* _What is needed_:
From the material below, copy out each line with the word "shaped" in it.

* _Source information_:

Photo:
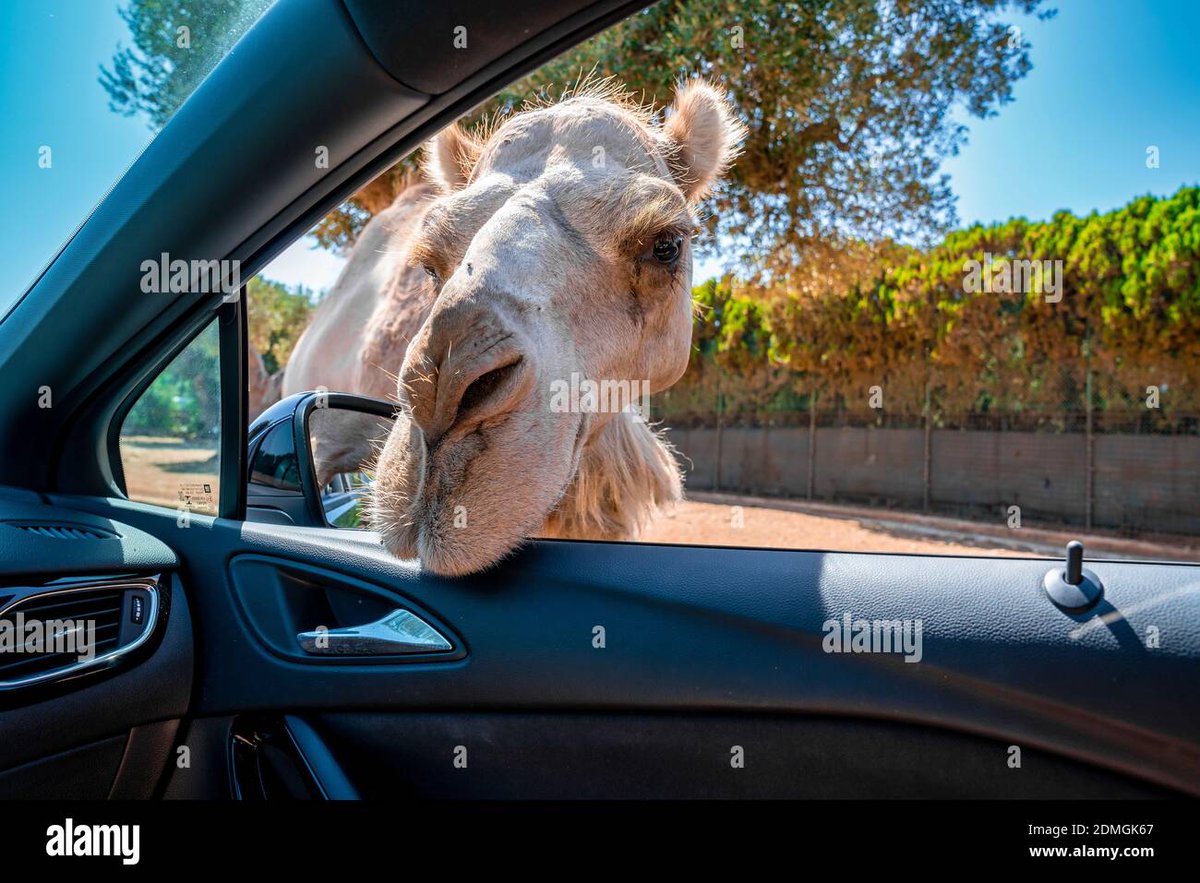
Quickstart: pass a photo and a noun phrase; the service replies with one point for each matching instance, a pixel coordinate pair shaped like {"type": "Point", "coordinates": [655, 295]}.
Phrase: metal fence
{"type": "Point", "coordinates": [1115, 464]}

...

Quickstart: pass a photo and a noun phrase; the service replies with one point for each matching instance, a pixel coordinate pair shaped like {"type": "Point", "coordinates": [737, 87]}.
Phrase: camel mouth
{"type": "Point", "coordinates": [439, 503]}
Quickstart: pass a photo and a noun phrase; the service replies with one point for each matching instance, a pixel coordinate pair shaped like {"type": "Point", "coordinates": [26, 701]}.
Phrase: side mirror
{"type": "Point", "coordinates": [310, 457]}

* _Answer to the problem_:
Quickstart: pass a photo and a noun phrase; the service replies with one point for each matching instance, a pixel coordinate pair shaped like {"type": "Point", "coordinates": [655, 295]}.
Quickstart: pass a photo and a noun phrase; the service replies with one point for each matching instance, a pixel coordinate pair shaped like {"type": "Point", "coordinates": [737, 87]}.
Quickstart: pass a photo and a noun phrase; the service replies with one point for each matching instance, a pixel coordinate pair shaped like {"type": "Point", "coordinates": [26, 701]}.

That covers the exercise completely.